*Task objective*:
From the entries below, pull out every line that contains the string "cloud" and copy each one in full.

*Stored records*:
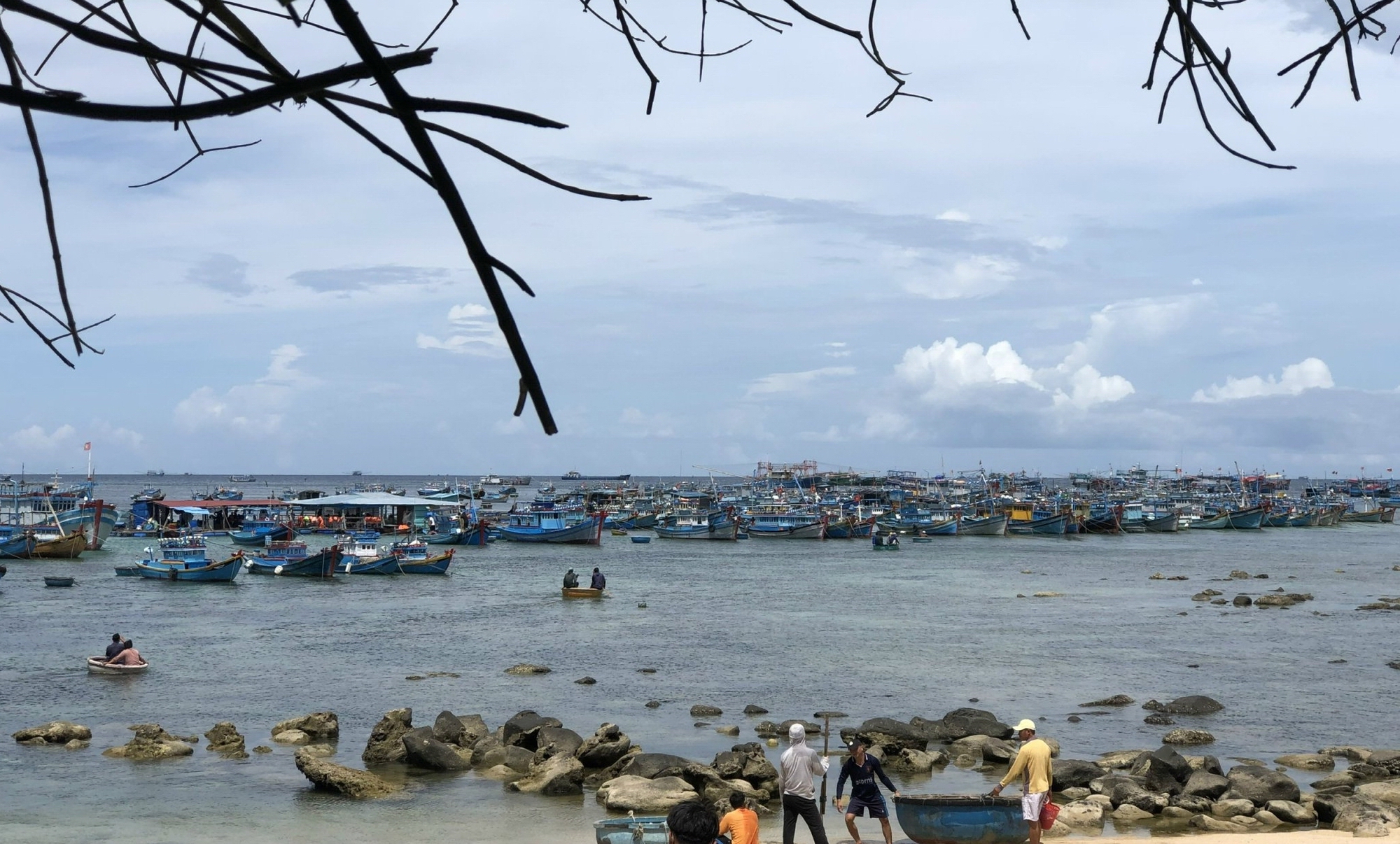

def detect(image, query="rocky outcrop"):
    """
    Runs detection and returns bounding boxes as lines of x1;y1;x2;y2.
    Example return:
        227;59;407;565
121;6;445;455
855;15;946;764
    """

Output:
1162;729;1215;746
272;712;340;743
399;726;472;771
574;724;631;768
102;724;195;761
501;710;564;753
505;750;584;796
204;721;248;759
1226;764;1301;806
598;775;700;815
360;707;413;764
294;747;399;799
10;721;92;745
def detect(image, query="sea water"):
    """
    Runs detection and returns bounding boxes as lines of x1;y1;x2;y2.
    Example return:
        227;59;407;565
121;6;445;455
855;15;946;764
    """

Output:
0;479;1400;844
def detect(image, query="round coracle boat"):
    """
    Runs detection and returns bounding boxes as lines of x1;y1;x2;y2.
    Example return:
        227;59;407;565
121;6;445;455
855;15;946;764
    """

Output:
893;794;1030;844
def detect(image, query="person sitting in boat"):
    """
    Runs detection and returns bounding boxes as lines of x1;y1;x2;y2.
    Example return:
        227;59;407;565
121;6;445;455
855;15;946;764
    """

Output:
106;633;126;661
106;640;146;665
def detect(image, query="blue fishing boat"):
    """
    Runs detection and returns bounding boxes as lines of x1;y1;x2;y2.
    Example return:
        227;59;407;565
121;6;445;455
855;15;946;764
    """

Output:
389;540;456;574
652;509;739;540
228;519;291;544
500;495;608;544
136;551;244;582
918;518;958;536
245;542;340;577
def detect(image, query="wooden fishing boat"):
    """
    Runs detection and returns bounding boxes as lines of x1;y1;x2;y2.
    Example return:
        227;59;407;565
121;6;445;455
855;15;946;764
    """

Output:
136;551;244;584
29;528;87;560
244;542;340;577
892;794;1030;844
1142;509;1182;533
87;656;151;675
958;512;1008;536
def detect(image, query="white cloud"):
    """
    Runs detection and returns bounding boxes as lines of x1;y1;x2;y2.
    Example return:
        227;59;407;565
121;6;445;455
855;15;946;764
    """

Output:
1191;357;1333;402
1054;364;1135;409
175;343;316;437
417;302;508;357
904;255;1021;300
746;367;855;396
895;337;1042;396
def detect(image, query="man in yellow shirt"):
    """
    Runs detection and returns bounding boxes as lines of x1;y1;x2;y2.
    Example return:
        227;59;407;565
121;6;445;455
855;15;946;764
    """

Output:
991;718;1051;844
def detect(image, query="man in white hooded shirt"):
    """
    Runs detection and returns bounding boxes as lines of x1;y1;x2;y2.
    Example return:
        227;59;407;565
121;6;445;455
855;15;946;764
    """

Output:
778;724;830;844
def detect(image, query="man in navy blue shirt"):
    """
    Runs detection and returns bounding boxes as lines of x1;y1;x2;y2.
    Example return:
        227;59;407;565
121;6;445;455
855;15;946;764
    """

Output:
833;738;899;844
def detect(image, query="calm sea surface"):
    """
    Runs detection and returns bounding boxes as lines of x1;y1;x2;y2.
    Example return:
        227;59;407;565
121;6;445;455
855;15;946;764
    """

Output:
0;476;1400;844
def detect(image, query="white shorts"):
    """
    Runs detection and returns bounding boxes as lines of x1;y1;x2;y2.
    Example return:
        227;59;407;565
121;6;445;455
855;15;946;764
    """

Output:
1021;791;1050;820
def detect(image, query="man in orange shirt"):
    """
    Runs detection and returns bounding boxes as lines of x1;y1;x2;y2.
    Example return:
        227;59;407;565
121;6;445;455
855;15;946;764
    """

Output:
720;791;759;844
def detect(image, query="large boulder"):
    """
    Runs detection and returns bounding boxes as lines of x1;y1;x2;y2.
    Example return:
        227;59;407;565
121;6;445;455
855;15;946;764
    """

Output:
10;721;92;745
399;726;472;771
294;747;400;799
204;721;248;759
1182;771;1229;801
1226;764;1301;806
574;724;631;768
841;718;928;754
598;775;700;815
360;707;413;764
620;753;690;780
505;752;584;796
272;712;340;743
535;726;584;756
944;707;1012;740
1050;759;1103;791
501;710;564;753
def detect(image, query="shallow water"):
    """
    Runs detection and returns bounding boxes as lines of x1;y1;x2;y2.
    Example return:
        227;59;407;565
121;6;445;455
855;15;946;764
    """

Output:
0;479;1400;843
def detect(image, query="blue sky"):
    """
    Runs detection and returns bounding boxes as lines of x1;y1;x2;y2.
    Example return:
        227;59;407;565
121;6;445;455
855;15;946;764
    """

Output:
0;0;1400;474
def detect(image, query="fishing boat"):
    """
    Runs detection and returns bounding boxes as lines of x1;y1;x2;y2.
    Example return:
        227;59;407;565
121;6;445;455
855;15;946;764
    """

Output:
916;518;958;536
892;794;1029;844
228;519;291;544
560;586;603;598
136;551;244;582
1007;512;1070;536
958;512;1008;536
244;542;340;577
1142;509;1182;533
652;509;739;542
500;498;608;544
87;656;151;675
594;815;671;844
389;540;456;574
29;528;87;560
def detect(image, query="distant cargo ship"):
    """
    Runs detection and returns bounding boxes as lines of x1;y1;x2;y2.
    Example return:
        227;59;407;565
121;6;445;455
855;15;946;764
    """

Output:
559;472;631;480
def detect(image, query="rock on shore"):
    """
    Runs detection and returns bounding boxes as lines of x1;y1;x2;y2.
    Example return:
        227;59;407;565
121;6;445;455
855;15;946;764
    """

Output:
10;721;92;745
294;747;400;799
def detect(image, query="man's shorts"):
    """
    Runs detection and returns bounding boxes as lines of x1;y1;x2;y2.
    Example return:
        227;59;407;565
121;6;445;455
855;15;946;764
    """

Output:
846;798;889;817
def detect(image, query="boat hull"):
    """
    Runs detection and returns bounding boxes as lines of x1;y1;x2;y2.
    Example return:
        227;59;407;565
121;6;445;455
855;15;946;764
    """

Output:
958;512;1009;536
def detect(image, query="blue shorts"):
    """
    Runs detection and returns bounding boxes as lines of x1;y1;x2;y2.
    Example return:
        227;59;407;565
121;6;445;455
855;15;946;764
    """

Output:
846;798;889;817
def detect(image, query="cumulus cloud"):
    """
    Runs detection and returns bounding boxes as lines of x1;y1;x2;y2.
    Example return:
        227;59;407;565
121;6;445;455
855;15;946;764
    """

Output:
185;252;253;297
904;255;1021;300
1191;357;1333;402
175;343;316;437
895;337;1043;398
417;302;507;357
746;367;855;396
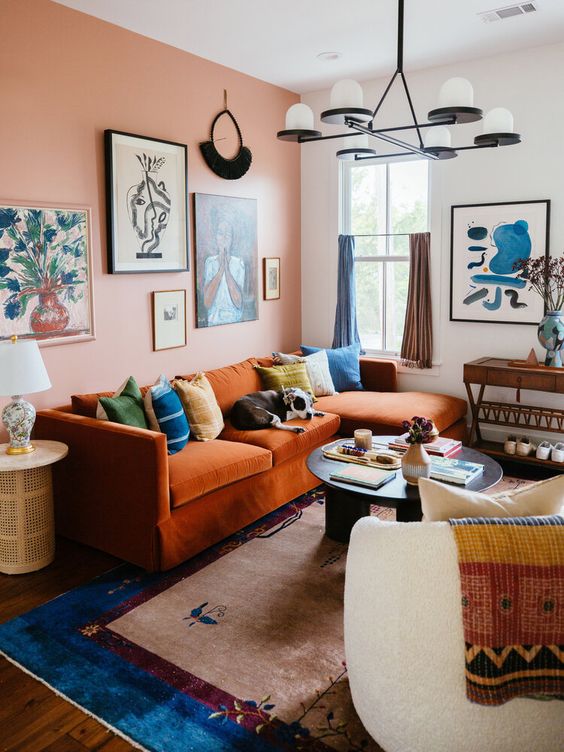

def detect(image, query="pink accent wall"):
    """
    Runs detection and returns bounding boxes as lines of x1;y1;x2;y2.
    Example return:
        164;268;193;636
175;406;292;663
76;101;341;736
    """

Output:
0;0;301;440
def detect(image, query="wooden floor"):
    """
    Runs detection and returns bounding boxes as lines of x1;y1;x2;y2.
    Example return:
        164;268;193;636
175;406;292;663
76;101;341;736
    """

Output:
0;539;135;752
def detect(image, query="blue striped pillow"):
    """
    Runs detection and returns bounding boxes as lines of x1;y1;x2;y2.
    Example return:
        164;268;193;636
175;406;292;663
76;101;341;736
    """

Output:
145;374;190;454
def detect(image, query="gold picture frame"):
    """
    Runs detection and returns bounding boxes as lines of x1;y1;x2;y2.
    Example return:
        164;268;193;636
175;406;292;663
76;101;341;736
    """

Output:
262;256;280;300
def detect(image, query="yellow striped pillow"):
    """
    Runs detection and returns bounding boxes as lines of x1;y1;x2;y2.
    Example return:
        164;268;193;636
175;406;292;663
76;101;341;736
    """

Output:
172;373;224;441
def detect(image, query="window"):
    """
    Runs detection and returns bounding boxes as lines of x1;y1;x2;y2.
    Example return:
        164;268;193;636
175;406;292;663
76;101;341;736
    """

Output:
341;159;429;355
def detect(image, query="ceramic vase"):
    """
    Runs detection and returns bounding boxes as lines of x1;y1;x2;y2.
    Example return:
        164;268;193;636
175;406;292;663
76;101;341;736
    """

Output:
537;311;564;368
401;444;431;486
29;292;69;334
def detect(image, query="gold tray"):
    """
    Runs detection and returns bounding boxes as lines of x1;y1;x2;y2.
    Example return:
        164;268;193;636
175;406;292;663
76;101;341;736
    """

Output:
321;439;402;470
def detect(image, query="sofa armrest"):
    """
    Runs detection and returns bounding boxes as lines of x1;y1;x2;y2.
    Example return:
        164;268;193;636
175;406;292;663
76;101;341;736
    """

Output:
34;410;170;569
360;358;398;392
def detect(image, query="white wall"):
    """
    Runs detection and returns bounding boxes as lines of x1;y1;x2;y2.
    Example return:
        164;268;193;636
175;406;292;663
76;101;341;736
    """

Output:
299;44;564;438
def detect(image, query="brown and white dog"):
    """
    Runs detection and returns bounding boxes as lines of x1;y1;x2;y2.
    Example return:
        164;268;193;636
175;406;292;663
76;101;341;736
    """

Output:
230;387;325;433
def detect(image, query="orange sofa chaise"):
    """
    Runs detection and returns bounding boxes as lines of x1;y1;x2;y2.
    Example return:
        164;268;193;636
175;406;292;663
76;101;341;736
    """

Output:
34;358;466;570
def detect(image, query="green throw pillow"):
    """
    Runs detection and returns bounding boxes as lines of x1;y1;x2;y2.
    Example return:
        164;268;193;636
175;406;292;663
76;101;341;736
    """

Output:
255;363;313;396
98;376;149;428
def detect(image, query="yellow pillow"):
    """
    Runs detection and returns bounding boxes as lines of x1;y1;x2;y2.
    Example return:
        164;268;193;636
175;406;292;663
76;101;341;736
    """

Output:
172;373;224;441
255;362;313;397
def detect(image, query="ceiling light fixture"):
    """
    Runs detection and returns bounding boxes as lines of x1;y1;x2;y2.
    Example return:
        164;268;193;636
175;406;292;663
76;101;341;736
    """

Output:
277;0;521;160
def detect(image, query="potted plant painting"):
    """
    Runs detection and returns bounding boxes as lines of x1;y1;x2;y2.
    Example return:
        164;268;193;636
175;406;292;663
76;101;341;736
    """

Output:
0;207;92;346
515;256;564;368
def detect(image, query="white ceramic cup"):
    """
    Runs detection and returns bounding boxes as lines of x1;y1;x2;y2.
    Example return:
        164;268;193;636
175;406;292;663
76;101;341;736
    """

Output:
354;428;372;449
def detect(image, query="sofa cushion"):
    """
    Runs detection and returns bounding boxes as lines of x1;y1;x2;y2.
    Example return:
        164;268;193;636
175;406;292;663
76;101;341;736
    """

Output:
176;358;262;415
220;414;340;465
316;391;466;436
168;439;272;508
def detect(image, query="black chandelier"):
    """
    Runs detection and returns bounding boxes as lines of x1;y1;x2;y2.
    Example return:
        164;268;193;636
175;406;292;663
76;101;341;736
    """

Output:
277;0;521;160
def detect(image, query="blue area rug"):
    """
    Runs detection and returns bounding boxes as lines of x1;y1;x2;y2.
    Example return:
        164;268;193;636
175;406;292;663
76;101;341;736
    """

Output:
0;492;378;752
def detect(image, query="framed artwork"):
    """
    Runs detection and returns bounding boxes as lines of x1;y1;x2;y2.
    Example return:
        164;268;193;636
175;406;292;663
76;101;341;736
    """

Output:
450;200;550;326
262;258;280;300
105;130;189;274
194;193;258;327
153;290;186;350
0;201;94;345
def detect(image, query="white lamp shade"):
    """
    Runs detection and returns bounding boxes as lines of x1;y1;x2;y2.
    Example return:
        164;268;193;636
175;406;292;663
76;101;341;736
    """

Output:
439;78;474;108
0;339;51;397
286;103;313;131
482;107;513;133
424;125;451;149
330;78;364;110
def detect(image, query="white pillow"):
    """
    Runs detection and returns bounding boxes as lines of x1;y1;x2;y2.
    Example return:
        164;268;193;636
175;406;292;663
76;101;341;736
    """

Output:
272;350;337;397
419;475;564;522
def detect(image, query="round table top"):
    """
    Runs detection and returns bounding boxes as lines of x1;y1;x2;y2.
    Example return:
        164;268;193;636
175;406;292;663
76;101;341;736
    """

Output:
0;439;69;472
307;436;503;506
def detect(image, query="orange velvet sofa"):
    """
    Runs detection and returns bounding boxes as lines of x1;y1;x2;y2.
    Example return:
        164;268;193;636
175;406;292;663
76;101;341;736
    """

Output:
34;358;466;570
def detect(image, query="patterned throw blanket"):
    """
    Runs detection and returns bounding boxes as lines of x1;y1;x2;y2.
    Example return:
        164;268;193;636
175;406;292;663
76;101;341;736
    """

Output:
450;516;564;705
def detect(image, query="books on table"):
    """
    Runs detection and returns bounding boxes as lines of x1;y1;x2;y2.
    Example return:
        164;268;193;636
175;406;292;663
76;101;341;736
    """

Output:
431;457;484;486
329;465;396;490
388;433;462;457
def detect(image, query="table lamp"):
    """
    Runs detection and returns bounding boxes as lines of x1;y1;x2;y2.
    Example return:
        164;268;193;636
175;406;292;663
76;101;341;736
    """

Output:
0;335;51;454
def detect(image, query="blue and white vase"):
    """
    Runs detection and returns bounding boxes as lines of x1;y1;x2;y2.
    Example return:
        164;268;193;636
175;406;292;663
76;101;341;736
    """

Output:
537;311;564;368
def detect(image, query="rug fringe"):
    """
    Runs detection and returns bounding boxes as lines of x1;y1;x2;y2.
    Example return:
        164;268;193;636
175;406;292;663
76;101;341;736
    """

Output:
0;650;151;752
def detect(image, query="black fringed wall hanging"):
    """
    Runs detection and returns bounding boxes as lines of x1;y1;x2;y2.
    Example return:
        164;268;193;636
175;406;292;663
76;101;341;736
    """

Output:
200;91;253;180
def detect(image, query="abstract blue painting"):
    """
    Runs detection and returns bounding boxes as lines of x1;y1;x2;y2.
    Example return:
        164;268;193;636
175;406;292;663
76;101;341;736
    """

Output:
450;200;550;325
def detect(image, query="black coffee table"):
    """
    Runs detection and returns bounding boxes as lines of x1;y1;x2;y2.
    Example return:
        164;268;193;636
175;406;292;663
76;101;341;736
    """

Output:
307;436;503;543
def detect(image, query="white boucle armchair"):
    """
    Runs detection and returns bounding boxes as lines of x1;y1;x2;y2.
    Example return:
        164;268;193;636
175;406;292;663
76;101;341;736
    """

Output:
345;517;564;752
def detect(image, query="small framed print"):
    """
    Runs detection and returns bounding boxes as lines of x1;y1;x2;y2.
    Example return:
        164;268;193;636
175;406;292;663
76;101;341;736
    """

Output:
263;258;280;300
153;290;186;351
105;130;188;274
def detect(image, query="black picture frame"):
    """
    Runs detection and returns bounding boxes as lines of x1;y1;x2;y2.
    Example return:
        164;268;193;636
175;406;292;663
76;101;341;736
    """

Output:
449;199;550;326
104;129;190;274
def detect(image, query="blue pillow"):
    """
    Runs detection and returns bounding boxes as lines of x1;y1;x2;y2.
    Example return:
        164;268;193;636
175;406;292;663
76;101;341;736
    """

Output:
145;375;190;454
300;345;364;392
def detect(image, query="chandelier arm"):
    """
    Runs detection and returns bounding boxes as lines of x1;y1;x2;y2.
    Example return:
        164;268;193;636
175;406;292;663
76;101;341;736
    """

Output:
400;71;423;149
372;68;400;120
347;122;438;159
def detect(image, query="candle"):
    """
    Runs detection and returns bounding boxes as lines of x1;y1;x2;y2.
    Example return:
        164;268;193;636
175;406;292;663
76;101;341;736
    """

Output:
354;428;372;449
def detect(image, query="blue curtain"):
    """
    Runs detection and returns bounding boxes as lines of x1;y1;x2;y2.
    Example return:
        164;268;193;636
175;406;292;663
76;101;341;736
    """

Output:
333;235;360;347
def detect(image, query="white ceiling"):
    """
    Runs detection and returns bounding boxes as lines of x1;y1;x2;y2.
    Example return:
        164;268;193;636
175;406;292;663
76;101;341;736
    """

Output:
56;0;564;93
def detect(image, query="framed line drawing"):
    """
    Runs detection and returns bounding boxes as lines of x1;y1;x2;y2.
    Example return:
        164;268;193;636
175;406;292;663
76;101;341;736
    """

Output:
0;201;94;345
194;193;258;328
153;290;186;351
104;130;189;274
262;257;280;300
450;200;550;326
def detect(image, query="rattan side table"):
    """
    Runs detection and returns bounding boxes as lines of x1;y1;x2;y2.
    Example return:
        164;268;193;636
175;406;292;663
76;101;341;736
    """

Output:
0;440;68;574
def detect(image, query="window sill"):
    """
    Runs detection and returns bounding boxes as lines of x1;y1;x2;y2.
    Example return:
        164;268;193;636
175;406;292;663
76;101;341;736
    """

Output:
364;350;441;376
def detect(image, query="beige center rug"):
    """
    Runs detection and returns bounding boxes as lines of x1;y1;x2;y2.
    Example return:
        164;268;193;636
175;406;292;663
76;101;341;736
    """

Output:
0;479;528;752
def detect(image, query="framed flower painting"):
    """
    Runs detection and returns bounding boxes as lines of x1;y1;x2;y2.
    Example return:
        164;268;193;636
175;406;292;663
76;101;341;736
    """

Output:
0;202;94;344
450;200;550;326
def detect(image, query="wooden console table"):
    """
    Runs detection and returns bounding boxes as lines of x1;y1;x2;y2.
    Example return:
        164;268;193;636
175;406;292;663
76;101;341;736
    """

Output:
464;357;564;472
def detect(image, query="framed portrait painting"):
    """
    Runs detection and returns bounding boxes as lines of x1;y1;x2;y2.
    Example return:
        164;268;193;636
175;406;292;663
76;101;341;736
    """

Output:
0;201;94;345
450;200;550;326
194;193;258;327
153;290;186;351
105;130;189;274
262;258;280;300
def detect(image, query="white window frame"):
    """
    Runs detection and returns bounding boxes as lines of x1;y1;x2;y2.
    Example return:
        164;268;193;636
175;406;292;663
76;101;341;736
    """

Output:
339;156;431;360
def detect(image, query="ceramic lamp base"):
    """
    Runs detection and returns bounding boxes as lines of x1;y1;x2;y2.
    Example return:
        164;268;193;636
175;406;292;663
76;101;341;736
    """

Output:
2;395;35;454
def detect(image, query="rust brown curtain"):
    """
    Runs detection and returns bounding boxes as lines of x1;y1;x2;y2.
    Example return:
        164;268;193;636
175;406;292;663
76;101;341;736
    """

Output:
400;232;433;368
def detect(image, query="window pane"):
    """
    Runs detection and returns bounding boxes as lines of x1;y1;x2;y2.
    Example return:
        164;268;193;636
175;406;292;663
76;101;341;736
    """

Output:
351;165;386;235
390;159;428;232
354;235;386;256
386;261;409;352
355;261;384;350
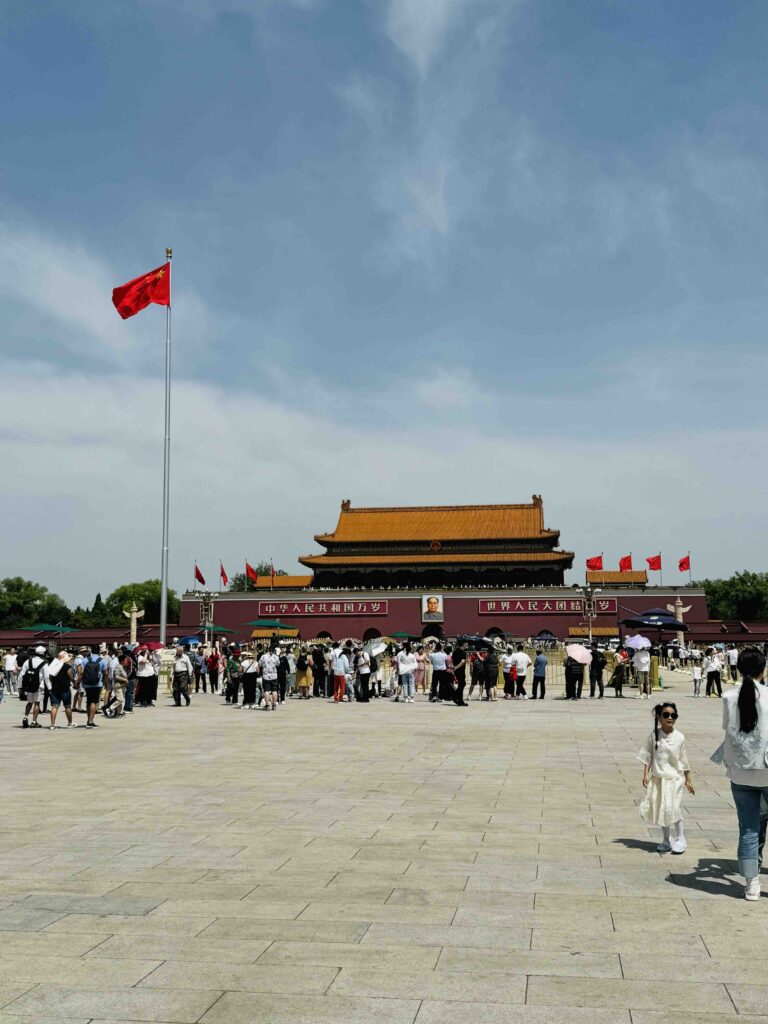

*Solved problem*:
def detect(image, query="white cloud"):
def detect(image, query="cumulus cloud"):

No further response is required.